§ What needs to be done: Reproduce the material below verbatim, line for line, with no changes.

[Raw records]
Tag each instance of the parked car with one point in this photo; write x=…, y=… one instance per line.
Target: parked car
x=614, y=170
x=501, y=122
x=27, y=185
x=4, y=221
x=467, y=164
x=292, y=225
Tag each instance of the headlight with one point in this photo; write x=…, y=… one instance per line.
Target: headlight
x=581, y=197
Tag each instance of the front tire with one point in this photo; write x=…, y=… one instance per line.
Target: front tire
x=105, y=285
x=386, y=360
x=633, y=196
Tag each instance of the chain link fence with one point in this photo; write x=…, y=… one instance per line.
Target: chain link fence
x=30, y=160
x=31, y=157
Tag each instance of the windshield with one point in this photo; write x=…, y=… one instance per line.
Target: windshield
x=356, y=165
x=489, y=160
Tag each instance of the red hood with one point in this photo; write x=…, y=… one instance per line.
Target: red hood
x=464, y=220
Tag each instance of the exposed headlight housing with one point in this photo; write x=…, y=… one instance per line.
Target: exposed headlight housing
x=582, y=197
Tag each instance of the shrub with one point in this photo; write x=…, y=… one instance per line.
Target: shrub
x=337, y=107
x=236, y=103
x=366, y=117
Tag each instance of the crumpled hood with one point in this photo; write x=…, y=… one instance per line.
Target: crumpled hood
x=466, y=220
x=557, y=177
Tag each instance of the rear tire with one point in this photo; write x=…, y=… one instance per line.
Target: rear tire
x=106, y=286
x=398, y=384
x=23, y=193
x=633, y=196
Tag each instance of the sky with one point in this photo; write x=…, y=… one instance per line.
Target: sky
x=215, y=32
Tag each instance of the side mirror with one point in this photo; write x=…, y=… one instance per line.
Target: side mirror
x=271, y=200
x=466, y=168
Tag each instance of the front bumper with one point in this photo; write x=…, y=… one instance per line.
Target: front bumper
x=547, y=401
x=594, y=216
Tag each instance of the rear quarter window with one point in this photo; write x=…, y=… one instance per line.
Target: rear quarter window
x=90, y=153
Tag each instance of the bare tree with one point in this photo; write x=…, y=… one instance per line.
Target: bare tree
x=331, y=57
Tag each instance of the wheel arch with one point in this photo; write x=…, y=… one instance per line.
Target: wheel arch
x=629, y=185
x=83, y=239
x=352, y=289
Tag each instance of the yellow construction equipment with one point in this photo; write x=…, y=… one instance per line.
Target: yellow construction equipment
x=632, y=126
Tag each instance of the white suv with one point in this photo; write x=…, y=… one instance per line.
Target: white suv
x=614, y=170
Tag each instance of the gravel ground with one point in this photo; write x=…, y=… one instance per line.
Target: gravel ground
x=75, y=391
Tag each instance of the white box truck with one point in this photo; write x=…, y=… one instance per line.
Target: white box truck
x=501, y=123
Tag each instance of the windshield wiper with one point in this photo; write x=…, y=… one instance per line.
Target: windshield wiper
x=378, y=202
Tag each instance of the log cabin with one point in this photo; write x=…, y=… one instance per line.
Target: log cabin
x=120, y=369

§ Task response:
Tag each instance of the parked car with one point in this photo; write x=…, y=… one instance per line.
Target: parked car
x=614, y=170
x=501, y=122
x=27, y=185
x=4, y=221
x=467, y=164
x=292, y=225
Tag each instance of the headlight with one point in this photo; write x=…, y=… one instance per line.
Target: headlight
x=581, y=197
Tag each instance of the front tire with one point in this photo; write x=…, y=… one instance per line.
Target: front tire
x=105, y=285
x=386, y=360
x=633, y=196
Tag each instance of the chain link fence with one point in this photo; write x=…, y=… one instance per line.
Target: chain link fence
x=30, y=160
x=31, y=157
Tag each instance of the windshield with one point in this photo; write x=…, y=… one instance per line.
Target: windshield
x=356, y=165
x=489, y=160
Tag each instance of the red hood with one point in this photo; write x=…, y=… one instance per line.
Target: red hood
x=464, y=220
Tag each instance of the exposed headlight housing with one point in this photo; write x=…, y=… one instance per line.
Target: exposed headlight housing
x=582, y=197
Tag each instance of the shrub with one point in this photo; write x=…, y=… one instance per line.
Target: shrub
x=337, y=107
x=236, y=103
x=366, y=117
Tag each instance of the crumpled hood with one point in this photo; write x=…, y=… one instance per line.
Target: crumpled hood
x=466, y=220
x=557, y=177
Tag each instance of the rear tire with one point in this photo; write x=…, y=… one instance per line.
Target: rear tire
x=106, y=286
x=398, y=384
x=23, y=193
x=633, y=196
Tag each instance of the sky with one point in this photo; write x=…, y=… one instance per line.
Target: sky
x=215, y=32
Tag each instance of the side mirror with one point in this photo; write x=…, y=… one instance per line.
Target: side mirror
x=271, y=200
x=466, y=168
Tag each instance of the front bumper with one point in this photo; write x=…, y=… one instance per line.
Target: front bumper
x=547, y=401
x=594, y=216
Tag each instance of the rear quarter window with one point in this photo; write x=…, y=… one instance per line.
Target: rear quarter window
x=90, y=153
Tag each instance of the bare tree with one point in this photo; write x=…, y=… one instance per line.
Target: bare tree
x=331, y=57
Tag each instance of the wheel arch with one point in this photo; write x=…, y=… one instance per line.
Target: wheel arch
x=629, y=185
x=83, y=239
x=352, y=289
Tag each instance of the yellow construction equipment with one point in this photo; write x=…, y=… one instance per line.
Target: yellow construction equipment
x=632, y=126
Tag each instance of the white suv with one point in this photo; write x=…, y=… one instance per line.
Target: white suv
x=614, y=170
Tag each instance of the gravel ground with one point in this photo; write x=…, y=… one instance per line.
Target: gravel ground
x=75, y=391
Tag each instance of the white box truck with one point in this photo; write x=…, y=… one instance per line.
Target: white box truck
x=501, y=123
Tag each instance of the windshield wiper with one point in this photo; write x=…, y=… one instance per line.
Target: windshield wiper
x=378, y=202
Tag each instance of the log cabin with one point in this photo; write x=…, y=… one instance per line.
Target: log cabin
x=120, y=369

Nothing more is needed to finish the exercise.